TEXTAUSZUG
· · · ·

«41 Jahre jung, 41 Krebsherde, ich galt als exotischer Fall»
Mirjam, 43, aus Zürich, teilt ihre ergreifende Geschichte über den Kampf gegen Brustkrebs. Trotz aller Herausforderungen findet sie Kraft durch ihre Familie und das unterstützende Netzwerk von Pink Ribbon Schweiz.
Brustkrebs betrifft Millionen Frauen auf der ganzen Welt. Alleine in der Schweiz erhalten jährlich rund 6500 von ihnen die lebensverändernde Diagnose. Und die Krankheit betrifft nicht nur Ältere, auch viele junge Mütter wie Mirjam aus Zürich sind davon betroffen.
In Zeiten der Verzweiflung schöpfen sie oft Kraft aus dem Rückhalt ihrer Familie und Freund*innen. Aber auch Netzwerke und Organisationen wie Pink Ribbon Schweiz können dabei helfen, sich im Kampf gegen den Brustkrebs nicht allein zu fühlen. Mirjam erzählt im Interview ihre bewegende Geschichte:
Liebe Mirjam, wann hast du die Diagnose Brustkrebs erhalten und wie hast du darauf reagiert?

· · · ·

GEGEBENE DATEN

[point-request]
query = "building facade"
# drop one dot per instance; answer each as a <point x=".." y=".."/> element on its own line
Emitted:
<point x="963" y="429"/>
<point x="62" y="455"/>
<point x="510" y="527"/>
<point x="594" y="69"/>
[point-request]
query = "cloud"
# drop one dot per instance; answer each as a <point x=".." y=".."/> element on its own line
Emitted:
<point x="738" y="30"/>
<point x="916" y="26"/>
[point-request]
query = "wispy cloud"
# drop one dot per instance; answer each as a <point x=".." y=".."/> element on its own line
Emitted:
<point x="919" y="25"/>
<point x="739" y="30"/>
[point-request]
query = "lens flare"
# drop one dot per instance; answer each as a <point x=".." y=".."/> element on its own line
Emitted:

· · · ·

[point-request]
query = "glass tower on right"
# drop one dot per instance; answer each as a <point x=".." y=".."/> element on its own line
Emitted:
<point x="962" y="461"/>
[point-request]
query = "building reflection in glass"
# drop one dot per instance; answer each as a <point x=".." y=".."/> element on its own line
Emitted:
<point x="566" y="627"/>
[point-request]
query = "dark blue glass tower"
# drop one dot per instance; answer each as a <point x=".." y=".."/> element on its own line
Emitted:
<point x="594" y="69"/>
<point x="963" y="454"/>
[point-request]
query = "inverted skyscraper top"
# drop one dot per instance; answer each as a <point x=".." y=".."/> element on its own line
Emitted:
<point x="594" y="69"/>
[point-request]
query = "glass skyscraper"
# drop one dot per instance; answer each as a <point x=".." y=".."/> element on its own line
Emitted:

· · · ·

MATERIAL ERKUNDEN
• 1. Beantworte anhand des Textes über Mirjams Brustkrebs jede Frage kurz:
(a) Wie alt ist Mirjam laut Einleitung, und aus welcher Stadt stammt sie?
(b) Wie viele Frauen erhalten in der Schweiz jährlich die Diagnose Brustkrebs?
(c) Welche Organisation wird als unterstützendes Netzwerk genannt?
• 2. Setze den Text über Mirjams Brustkrebs nach der zuletzt gestellten Interviewfrage fort.

ANTWORTEN ZUR AUFGABE
• 1.
(a) 43 Jahre, aus Zürich.
(b) Rund 6500.
(c) Pink Ribbon Schweiz.

• 2.
Mirjam: Im Herbst 2022 erhielt ich die Diagnose Brustkrebs: 41 Jahre jung, 41 Krebsherde, ich galt als exotischer Fall. Während sich für die anderen das Karussell gleichsam weiterdrehte, wurde ich plötzlich in eine beängstigende Realität katapultiert. In den Wochen davor hielt ich vor Angst den Atem an, während ich wie auf Autopilot weiter in der Rolle als Mami und Lehrerin funktionierte. Als die Befunde schliesslich vorlagen, brach ich zitternd zusammen.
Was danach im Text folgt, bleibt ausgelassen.